Segment Start: Data listing

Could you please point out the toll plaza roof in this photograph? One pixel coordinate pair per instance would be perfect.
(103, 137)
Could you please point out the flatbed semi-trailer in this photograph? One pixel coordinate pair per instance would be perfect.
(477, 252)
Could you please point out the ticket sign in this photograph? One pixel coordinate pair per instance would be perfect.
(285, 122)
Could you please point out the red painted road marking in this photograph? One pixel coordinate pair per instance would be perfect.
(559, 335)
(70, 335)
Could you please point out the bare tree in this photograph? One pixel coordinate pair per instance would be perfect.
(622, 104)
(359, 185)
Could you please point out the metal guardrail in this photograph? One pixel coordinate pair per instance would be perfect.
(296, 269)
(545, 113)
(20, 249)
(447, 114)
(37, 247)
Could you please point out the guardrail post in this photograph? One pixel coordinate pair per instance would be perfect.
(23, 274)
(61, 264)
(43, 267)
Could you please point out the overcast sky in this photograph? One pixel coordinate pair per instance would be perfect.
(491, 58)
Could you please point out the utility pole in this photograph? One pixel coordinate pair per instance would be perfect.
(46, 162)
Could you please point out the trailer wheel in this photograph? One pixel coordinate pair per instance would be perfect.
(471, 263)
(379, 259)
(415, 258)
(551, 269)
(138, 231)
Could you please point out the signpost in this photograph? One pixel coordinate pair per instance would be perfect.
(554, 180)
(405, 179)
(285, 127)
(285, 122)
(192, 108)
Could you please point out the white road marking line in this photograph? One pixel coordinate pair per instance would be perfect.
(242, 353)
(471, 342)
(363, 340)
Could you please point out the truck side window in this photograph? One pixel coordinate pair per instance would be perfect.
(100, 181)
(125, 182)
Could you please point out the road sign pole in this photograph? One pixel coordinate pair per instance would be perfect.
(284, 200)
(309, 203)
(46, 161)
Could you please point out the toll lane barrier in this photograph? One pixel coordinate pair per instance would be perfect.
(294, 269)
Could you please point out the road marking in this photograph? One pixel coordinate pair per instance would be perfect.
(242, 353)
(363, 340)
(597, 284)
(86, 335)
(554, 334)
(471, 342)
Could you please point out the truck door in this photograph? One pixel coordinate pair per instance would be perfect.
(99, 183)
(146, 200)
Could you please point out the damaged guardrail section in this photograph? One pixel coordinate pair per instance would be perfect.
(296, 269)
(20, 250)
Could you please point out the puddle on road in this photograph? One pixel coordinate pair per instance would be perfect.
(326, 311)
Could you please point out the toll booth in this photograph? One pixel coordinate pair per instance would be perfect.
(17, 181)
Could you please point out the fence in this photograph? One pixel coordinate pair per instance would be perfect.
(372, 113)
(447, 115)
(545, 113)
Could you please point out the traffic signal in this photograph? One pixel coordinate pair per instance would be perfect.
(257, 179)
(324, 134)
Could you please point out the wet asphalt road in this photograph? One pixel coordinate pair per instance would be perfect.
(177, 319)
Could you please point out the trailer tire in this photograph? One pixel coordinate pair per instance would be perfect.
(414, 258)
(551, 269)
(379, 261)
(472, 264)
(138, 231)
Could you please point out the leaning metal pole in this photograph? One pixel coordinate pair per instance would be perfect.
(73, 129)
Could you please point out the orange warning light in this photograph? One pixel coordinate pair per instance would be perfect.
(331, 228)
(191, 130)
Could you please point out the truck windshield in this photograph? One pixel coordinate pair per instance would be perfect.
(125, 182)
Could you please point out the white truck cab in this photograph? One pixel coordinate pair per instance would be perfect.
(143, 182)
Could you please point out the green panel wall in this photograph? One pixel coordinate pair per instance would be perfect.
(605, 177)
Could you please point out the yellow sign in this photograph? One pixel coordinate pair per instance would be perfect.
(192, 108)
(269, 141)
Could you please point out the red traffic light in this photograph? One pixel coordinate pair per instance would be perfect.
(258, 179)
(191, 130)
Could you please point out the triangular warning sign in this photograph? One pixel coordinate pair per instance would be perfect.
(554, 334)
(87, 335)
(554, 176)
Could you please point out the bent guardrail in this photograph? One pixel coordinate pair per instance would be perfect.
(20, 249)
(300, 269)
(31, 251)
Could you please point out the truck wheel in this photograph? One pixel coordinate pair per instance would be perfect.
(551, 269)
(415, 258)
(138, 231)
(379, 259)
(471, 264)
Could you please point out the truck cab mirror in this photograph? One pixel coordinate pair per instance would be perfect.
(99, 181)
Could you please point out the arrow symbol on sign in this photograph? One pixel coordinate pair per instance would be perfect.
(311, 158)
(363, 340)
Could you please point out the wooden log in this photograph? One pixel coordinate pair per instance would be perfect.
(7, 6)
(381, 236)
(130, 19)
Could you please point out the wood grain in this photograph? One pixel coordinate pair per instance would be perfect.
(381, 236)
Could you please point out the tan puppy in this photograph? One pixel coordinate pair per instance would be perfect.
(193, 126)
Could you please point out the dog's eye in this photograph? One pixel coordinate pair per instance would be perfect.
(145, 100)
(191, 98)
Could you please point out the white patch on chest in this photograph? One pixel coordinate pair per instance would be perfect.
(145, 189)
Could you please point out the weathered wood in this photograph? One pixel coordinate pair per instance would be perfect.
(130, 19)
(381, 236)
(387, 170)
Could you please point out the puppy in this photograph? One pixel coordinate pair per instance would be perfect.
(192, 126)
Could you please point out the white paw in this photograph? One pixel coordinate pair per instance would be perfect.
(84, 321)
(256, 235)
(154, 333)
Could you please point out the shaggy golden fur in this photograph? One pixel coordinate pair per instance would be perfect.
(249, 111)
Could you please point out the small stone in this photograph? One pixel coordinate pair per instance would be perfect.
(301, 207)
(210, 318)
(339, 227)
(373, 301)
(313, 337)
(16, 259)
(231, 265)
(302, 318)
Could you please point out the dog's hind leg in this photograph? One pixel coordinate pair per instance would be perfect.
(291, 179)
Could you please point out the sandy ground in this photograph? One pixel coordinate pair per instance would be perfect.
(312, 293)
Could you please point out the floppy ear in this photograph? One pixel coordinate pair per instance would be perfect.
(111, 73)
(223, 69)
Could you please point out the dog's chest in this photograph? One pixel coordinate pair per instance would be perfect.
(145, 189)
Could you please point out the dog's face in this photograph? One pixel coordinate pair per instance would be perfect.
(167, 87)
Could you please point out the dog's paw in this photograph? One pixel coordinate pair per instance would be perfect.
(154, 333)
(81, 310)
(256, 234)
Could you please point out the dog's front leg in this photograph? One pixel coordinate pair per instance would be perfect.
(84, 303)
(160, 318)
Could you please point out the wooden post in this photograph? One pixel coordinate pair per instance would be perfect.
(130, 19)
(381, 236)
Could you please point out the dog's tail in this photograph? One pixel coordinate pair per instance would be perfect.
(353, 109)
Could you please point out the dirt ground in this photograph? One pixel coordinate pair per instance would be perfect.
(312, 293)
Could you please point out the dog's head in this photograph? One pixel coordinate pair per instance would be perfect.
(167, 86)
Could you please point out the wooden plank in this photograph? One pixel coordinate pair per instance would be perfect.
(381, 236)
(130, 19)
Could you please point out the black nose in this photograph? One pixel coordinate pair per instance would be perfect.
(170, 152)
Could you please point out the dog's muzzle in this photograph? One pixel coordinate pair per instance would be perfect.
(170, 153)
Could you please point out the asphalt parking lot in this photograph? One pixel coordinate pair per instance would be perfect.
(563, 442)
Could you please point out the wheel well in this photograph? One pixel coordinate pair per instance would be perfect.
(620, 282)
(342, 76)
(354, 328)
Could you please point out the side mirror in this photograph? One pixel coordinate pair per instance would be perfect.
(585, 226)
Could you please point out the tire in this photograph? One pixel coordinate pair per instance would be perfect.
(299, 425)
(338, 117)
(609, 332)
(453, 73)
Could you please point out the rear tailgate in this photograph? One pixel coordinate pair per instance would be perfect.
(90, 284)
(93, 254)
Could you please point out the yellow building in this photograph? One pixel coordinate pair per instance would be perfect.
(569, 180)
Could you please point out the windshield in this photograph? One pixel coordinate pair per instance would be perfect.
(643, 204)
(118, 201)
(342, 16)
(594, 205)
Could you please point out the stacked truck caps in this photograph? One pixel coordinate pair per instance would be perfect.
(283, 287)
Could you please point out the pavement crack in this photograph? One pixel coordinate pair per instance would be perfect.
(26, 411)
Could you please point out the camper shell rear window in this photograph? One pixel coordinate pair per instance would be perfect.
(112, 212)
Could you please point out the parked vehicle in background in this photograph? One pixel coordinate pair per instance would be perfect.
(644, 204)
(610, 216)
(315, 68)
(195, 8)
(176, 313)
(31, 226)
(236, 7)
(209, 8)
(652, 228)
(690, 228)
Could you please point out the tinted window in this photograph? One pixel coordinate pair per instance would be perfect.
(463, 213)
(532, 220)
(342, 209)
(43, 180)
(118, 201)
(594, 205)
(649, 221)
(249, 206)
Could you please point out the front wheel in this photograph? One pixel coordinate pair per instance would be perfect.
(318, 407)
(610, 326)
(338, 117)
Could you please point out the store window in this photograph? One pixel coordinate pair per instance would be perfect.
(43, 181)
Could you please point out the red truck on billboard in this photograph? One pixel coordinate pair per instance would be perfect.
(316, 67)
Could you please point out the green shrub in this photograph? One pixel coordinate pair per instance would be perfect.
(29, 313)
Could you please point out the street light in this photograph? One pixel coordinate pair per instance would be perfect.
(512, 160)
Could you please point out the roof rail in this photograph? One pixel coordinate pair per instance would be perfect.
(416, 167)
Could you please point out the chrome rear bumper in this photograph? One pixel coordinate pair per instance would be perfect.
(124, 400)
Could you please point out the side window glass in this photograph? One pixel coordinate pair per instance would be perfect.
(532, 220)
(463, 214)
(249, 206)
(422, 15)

Segment End: Data listing

» **What you will do**: What is needed is an exact copy of the lines from the one holding "Could you please point out the red truck" through the final line of the material.

» **Solved exercise**:
Could you please point out the red truck on billboard in this photograph? One pixel coordinate pair per instance would be perfect.
(316, 67)
Could you please point out the green shrub in this photograph? One pixel coordinate pair per instance would be perfect.
(29, 313)
Could you please point out the street light in this photograph? One pixel coordinate pair per instance would be perfect.
(512, 160)
Could you please point out the roof rail in this photograph? One pixel coordinate pair per instance would be perfect.
(416, 167)
Could you please point out the chrome rear bumper in this photograph? One pixel coordinate pair per instance would be perfect.
(124, 400)
Could you please point out the side window glass in this photograph? One pixel coordinate pair per instance would be perfect.
(532, 220)
(463, 214)
(249, 206)
(422, 15)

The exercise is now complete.